> Records of labeled boxes
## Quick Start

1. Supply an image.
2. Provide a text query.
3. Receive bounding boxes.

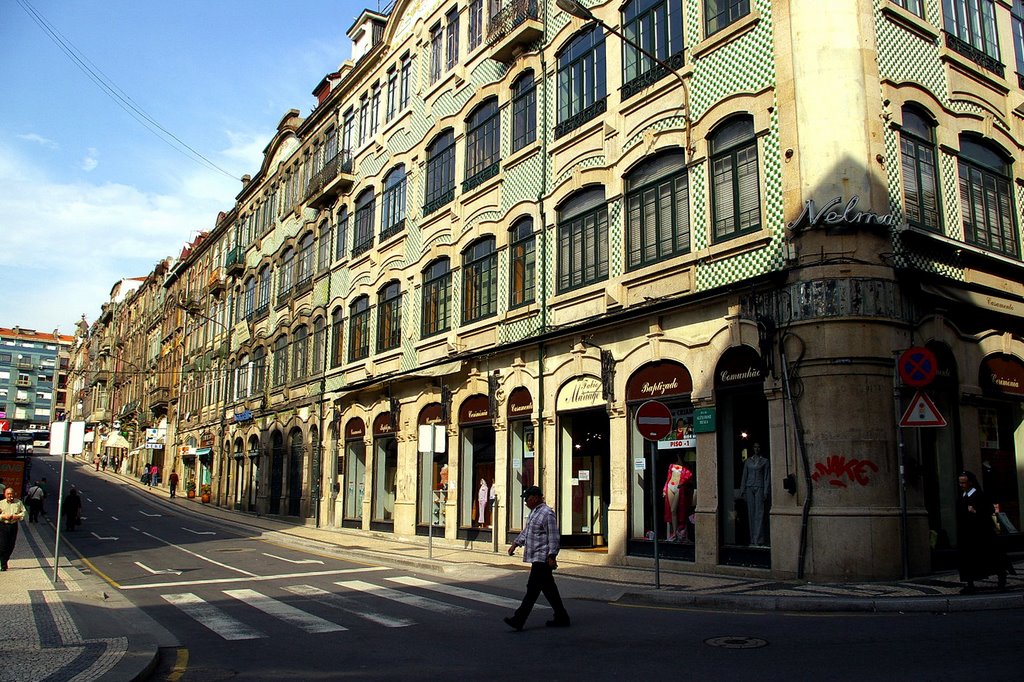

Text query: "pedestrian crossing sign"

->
[899,391,946,426]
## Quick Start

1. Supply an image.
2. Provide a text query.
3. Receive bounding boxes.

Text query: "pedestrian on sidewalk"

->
[25,480,43,523]
[956,471,1011,594]
[62,485,82,530]
[0,486,26,570]
[505,485,569,631]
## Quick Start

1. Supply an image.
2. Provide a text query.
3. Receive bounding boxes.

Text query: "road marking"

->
[135,561,181,576]
[161,592,266,640]
[285,585,416,628]
[142,532,256,578]
[335,581,475,615]
[263,552,324,565]
[118,566,390,590]
[387,576,536,608]
[224,590,348,635]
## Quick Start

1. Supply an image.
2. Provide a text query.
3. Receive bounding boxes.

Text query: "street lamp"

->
[555,0,693,154]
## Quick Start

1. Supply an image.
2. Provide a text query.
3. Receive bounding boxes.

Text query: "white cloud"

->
[18,133,60,150]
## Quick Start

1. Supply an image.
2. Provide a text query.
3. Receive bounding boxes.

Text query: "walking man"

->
[0,487,25,570]
[505,485,569,631]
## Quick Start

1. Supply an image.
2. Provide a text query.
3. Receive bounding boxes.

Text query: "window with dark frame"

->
[900,106,941,231]
[462,237,498,323]
[625,150,690,269]
[558,187,608,293]
[509,217,537,308]
[512,71,537,152]
[956,135,1020,258]
[420,258,452,338]
[710,116,761,244]
[377,282,401,352]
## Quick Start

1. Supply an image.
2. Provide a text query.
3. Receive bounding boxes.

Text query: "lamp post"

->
[555,0,693,154]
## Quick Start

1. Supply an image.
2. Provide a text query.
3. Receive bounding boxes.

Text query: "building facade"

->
[72,0,1024,579]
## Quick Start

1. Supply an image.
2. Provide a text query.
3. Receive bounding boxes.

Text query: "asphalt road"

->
[28,450,1024,682]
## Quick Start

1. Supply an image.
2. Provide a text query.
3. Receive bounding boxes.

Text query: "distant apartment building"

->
[75,0,1024,579]
[0,326,74,432]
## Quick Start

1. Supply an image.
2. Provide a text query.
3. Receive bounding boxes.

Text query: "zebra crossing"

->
[161,576,549,641]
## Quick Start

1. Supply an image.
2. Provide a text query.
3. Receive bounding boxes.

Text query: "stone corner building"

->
[72,0,1024,580]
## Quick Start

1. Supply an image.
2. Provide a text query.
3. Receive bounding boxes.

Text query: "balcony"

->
[487,0,544,63]
[304,150,355,208]
[224,247,246,278]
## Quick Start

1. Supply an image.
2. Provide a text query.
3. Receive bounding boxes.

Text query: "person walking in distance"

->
[0,487,26,570]
[505,485,569,631]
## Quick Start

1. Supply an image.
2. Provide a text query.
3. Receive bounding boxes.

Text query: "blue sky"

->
[0,0,364,334]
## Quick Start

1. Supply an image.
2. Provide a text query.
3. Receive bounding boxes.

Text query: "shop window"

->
[462,237,498,323]
[558,187,608,293]
[900,106,939,231]
[957,135,1019,258]
[509,217,537,307]
[626,152,690,268]
[711,116,761,244]
[703,0,751,36]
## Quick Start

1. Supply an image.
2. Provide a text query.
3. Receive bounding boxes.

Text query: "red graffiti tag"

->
[811,455,879,487]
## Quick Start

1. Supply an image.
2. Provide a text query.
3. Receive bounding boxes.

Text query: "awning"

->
[103,431,129,450]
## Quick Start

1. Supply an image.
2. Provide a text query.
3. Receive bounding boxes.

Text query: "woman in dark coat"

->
[61,485,82,530]
[956,471,1009,594]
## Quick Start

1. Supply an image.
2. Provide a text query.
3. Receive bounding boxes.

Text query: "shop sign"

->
[555,377,605,411]
[788,195,896,235]
[626,361,693,401]
[693,408,715,433]
[508,386,534,419]
[978,354,1024,397]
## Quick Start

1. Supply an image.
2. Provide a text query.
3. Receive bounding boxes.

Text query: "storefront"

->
[626,360,697,561]
[340,417,367,528]
[416,402,449,536]
[370,412,398,532]
[505,387,537,532]
[715,346,771,568]
[459,394,497,541]
[555,376,611,548]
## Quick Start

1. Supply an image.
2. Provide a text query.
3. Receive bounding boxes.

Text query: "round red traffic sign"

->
[636,400,672,440]
[898,346,939,388]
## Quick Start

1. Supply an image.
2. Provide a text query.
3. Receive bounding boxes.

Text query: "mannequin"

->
[739,442,770,547]
[476,478,490,527]
[662,455,693,541]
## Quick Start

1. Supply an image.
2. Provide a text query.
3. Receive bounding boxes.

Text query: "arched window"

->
[711,116,761,243]
[377,282,401,352]
[625,150,690,269]
[348,296,370,361]
[462,237,498,323]
[421,258,452,338]
[899,106,940,231]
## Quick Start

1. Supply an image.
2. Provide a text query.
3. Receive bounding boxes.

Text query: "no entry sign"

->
[899,346,939,388]
[636,400,672,440]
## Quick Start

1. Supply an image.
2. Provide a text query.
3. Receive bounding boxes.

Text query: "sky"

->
[0,0,377,335]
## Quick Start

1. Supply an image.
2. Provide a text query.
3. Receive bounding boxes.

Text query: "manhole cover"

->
[705,637,768,649]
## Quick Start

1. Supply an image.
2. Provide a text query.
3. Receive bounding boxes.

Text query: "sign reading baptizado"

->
[556,377,606,405]
[790,195,896,235]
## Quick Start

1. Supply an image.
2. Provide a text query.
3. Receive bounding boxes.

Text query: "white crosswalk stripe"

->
[335,581,476,615]
[387,576,551,608]
[161,592,266,640]
[224,590,347,635]
[285,585,416,628]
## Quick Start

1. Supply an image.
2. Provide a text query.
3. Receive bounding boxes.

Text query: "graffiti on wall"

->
[811,455,879,487]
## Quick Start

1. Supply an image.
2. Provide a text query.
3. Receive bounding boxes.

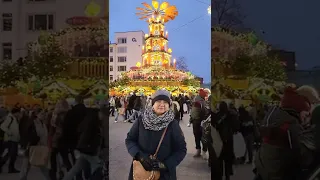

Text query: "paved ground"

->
[0,113,253,180]
[109,114,253,180]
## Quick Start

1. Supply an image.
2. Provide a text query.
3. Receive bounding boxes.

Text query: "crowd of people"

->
[0,96,109,180]
[109,89,210,180]
[208,86,320,180]
[109,92,193,123]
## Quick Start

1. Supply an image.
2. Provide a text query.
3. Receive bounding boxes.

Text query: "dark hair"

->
[219,101,228,113]
[74,95,83,103]
[11,107,21,114]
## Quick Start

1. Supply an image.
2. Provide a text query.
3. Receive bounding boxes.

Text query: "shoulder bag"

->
[132,127,168,180]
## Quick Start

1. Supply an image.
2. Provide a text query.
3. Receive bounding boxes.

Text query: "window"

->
[118,66,127,71]
[2,13,12,31]
[118,38,127,44]
[28,14,54,31]
[2,43,12,60]
[117,47,127,53]
[118,56,127,62]
[28,0,50,2]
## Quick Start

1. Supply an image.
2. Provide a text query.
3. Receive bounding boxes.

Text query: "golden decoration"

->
[85,0,101,17]
[136,0,178,22]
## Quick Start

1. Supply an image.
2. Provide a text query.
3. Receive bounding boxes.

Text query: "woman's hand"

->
[136,154,153,171]
[152,160,167,171]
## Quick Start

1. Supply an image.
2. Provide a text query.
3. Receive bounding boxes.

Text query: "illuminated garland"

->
[212,28,286,81]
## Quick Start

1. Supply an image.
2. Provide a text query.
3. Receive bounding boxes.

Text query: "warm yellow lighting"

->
[207,6,211,14]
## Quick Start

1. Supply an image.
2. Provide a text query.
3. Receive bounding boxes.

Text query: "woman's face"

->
[152,100,169,115]
[37,111,46,121]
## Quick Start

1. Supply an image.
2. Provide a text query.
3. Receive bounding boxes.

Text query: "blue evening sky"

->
[109,0,211,82]
[238,0,320,69]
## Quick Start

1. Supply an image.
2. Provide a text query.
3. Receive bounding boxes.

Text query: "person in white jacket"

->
[0,108,21,173]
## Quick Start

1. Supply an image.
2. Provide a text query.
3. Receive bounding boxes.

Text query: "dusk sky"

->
[109,0,211,82]
[239,0,320,69]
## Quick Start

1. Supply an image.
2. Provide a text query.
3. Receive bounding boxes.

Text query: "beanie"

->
[281,87,311,113]
[199,89,208,98]
[296,85,320,104]
[151,90,171,105]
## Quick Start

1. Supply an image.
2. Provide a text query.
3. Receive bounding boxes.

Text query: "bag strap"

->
[153,126,168,158]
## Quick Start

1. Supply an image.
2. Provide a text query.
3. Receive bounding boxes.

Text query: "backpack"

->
[201,115,212,144]
[0,117,13,141]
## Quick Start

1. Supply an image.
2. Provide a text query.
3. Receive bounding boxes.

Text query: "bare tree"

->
[211,0,245,29]
[176,57,189,72]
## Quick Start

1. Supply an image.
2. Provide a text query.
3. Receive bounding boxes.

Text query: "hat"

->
[11,107,21,114]
[281,87,311,113]
[199,88,208,98]
[151,90,171,105]
[296,85,320,104]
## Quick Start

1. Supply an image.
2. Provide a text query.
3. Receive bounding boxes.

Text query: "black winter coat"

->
[125,116,187,180]
[77,108,102,155]
[61,104,87,149]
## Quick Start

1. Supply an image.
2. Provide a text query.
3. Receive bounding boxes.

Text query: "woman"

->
[49,101,72,180]
[126,90,187,180]
[20,109,50,180]
[211,102,235,180]
[239,107,254,164]
[254,86,319,180]
[63,108,102,180]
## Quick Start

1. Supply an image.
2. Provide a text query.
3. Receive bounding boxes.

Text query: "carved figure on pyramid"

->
[136,0,178,68]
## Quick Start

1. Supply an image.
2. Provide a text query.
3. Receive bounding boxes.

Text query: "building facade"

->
[0,0,108,61]
[109,31,144,81]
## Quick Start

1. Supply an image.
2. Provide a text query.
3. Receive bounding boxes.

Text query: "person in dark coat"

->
[189,89,208,157]
[254,86,319,180]
[211,102,235,180]
[239,107,254,164]
[63,108,102,180]
[62,96,87,161]
[125,90,187,180]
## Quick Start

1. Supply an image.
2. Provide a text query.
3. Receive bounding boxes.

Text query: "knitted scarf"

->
[142,107,174,131]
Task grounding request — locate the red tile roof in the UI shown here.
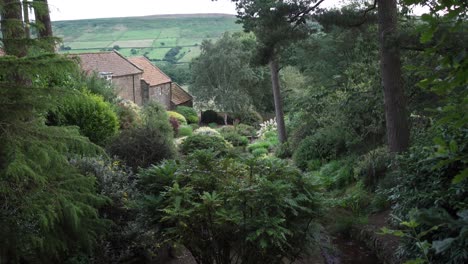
[128,57,172,86]
[171,83,193,105]
[71,51,142,76]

> TASK DIRECTIONS
Reproduce the data from its start through the line containing "[899,391,946,426]", inclusive, keeping all the text and leaving out the pictures. Scale every box coordinate by 2.55 and round each result to a whole number, with halves rounded up.

> TASK RESPONSE
## Quick Start

1. Supply an image.
2. Provide a text query.
3. Receive bounding boxes.


Text query: "pedestrian crossing sign"

->
[2292,997,2412,1086]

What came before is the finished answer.